* [Description of the task] Each record below must be retyped exactly, with nothing left out.

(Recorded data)
------------------------------------------------------------------------

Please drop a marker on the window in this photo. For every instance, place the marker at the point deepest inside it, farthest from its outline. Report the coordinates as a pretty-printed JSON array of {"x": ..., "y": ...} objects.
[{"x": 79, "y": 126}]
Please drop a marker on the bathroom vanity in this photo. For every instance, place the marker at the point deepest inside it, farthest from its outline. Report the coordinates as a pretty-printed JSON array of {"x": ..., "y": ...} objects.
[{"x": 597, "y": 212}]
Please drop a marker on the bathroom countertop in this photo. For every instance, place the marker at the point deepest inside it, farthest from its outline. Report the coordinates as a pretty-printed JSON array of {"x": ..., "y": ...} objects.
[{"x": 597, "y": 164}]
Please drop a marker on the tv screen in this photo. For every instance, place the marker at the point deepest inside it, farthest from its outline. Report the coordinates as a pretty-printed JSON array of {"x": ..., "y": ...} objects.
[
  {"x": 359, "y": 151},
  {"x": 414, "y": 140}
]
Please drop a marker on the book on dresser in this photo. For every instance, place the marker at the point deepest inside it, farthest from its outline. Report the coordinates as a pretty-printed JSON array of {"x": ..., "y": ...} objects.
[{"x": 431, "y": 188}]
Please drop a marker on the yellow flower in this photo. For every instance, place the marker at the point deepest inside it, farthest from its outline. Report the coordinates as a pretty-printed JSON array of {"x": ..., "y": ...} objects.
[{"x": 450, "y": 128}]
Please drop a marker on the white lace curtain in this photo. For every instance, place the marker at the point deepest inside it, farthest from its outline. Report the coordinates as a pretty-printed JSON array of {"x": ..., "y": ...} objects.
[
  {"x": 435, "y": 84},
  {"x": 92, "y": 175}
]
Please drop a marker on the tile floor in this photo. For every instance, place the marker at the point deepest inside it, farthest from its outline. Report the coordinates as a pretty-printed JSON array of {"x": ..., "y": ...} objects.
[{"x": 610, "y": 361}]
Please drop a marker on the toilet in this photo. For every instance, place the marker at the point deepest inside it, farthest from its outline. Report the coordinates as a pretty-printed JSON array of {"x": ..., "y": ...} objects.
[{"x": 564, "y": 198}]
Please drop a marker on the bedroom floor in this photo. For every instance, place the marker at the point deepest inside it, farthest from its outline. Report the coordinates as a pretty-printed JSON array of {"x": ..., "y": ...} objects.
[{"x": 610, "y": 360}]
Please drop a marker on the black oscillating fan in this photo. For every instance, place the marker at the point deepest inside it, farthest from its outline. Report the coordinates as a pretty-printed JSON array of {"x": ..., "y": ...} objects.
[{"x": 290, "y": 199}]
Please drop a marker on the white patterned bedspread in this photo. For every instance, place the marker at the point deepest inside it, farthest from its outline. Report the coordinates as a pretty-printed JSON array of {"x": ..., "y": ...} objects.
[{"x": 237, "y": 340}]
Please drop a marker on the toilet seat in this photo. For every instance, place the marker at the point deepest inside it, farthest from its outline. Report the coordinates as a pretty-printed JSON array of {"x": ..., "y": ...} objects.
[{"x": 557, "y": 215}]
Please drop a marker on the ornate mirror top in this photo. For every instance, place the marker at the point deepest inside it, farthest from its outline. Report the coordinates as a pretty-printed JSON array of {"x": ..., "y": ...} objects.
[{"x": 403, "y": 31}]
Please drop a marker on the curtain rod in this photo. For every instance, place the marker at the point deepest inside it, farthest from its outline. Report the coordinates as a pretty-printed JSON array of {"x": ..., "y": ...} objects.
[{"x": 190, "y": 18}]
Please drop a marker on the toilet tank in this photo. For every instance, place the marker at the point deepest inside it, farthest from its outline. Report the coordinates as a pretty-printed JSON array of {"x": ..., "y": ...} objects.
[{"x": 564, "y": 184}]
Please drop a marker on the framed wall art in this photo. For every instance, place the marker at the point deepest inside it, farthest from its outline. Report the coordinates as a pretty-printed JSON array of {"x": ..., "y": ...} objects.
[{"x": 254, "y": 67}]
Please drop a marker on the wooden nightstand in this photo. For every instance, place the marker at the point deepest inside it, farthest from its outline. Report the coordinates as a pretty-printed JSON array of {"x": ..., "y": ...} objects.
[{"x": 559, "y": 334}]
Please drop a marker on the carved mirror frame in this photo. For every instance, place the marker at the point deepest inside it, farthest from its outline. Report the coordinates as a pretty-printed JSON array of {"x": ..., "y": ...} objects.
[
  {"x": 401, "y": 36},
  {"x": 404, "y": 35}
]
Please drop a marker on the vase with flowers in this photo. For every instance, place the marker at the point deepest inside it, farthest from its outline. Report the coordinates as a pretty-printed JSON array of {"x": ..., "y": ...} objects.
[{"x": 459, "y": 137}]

------------------------------------------------------------------------

* [The answer]
Please drop a marker on the window in this photo. For every instance, place the marker at the point deepest inside it, farthest from its outline. Report the coordinates as a pretty-printed JSON array of {"x": ..., "y": ...} objects.
[{"x": 79, "y": 126}]
Please drop a marker on the bathroom vanity in this photo. For every instance, place the marker at the point deepest inside it, farthest from its outline. Report the coordinates as a pretty-printed JSON array of {"x": ..., "y": ...} objects.
[{"x": 597, "y": 212}]
Please drop a marker on the bathroom countertop in this photo. For every instance, place the marker at the point deepest inside it, farthest from its outline. Report the coordinates as a pretty-printed JSON array of {"x": ..., "y": ...} objects.
[{"x": 597, "y": 164}]
Please drop a marker on the tv screen in this photo. For every instance, place the marker at the point deepest inside it, farthest from its outline. Report the coordinates as a pretty-printed JSON array of {"x": ..., "y": ...} objects.
[
  {"x": 359, "y": 151},
  {"x": 414, "y": 140}
]
Please drop a marker on the book on dresser in this photo. For every instance, place the marker at the point deepest inside it, farthest from its outline. Report the coordinates as a pretty-printed JSON array of {"x": ..., "y": ...} objects.
[{"x": 431, "y": 188}]
Please drop a marker on the yellow flower in this photo. For every instance, place the marker at the point deepest inside it, farthest from its outline. Report the coordinates as a pretty-printed JSON array of {"x": ..., "y": ...} objects.
[{"x": 450, "y": 128}]
Please drop a marker on the white lace curtain in this photo. For every instance, place the marker at the point deepest inside it, farthest from its outline. Report the coordinates as a pretty-printed JSON array of {"x": ..., "y": ...} objects.
[
  {"x": 435, "y": 84},
  {"x": 92, "y": 175}
]
Please drop a marker on the tile floor in this photo. For every instance, place the marker at the point deepest inside it, farthest from its outline. Report the coordinates as a pretty-printed JSON array of {"x": ..., "y": ...} objects.
[{"x": 610, "y": 361}]
Please drop a marker on the toilet in this photo. For every instance, place the marker at the point deepest inside it, farthest from its outline. Report the coordinates as a pretty-printed JSON array of {"x": ..., "y": ...} objects.
[{"x": 564, "y": 198}]
Please drop a marker on the bedroom floor in this photo. For every instance, place the marker at the point deepest inside it, farthest from its outline. Report the coordinates as a pretty-printed JSON array of {"x": ..., "y": ...} objects.
[{"x": 610, "y": 360}]
Please drop a marker on the black oscillating fan in this photo. For every instance, place the marker at the point deepest inside it, farthest from its outline. Report the coordinates as a pretty-printed JSON array of {"x": ..., "y": ...} objects.
[{"x": 290, "y": 199}]
Please drop a marker on the white patterned bedspread in this photo. For every instance, place the marker at the point deepest inside it, farthest from its outline. Report the coordinates as a pretty-printed JSON array of {"x": ..., "y": ...} objects.
[{"x": 237, "y": 340}]
Please drop a marker on the toilet seat in this photo. For every instance, place the marker at the point deepest inside it, farthest from its outline. Report the coordinates as a pretty-printed JSON array of {"x": ..., "y": ...} objects.
[{"x": 557, "y": 215}]
Please drop a marker on the ornate mirror top in this photo. For every instance, place the marker at the point deepest inside it, farthest from its outline. Report the coordinates as a pretty-printed JSON array of {"x": ..., "y": ...} objects.
[{"x": 403, "y": 31}]
Please drop a marker on the curtain rod in this photo. For every instance, place the marker at the point deepest inside it, farthest from its outline. Report the coordinates as a pretty-printed JSON array of {"x": ..., "y": ...} objects.
[{"x": 190, "y": 18}]
Please drop a marker on the toilet tank in this photo. For every instance, place the marker at the point deepest inside it, farthest from its outline. Report the coordinates as a pretty-printed JSON array of {"x": ..., "y": ...} objects.
[{"x": 564, "y": 184}]
Please drop a marker on the framed wall art in this photo. For every instance, place the marker at the point deepest inside it, farthest from its outline. Report the coordinates as a pretty-printed JSON array of {"x": ..., "y": ...} objects.
[{"x": 254, "y": 67}]
Please drop a marker on the wooden nightstand in this photo. For every instance, place the marker at the point deepest inside it, farthest from its outline. Report the coordinates as a pretty-printed JSON array of {"x": ..., "y": ...} objects.
[{"x": 559, "y": 334}]
Please drop a marker on the carved mirror frame in this photo. For every instance, place the marker at the point deepest inside it, farthest from its outline. Report the coordinates as a pretty-printed JSON array of {"x": ..., "y": ...} objects.
[
  {"x": 401, "y": 36},
  {"x": 404, "y": 35}
]
Please drop a marker on the vase with flowers in this photo. For every instance, place the marker at the point deepest inside it, farthest from its outline. Report the coordinates as a pretty-printed JSON array of {"x": ..., "y": ...} objects.
[{"x": 459, "y": 137}]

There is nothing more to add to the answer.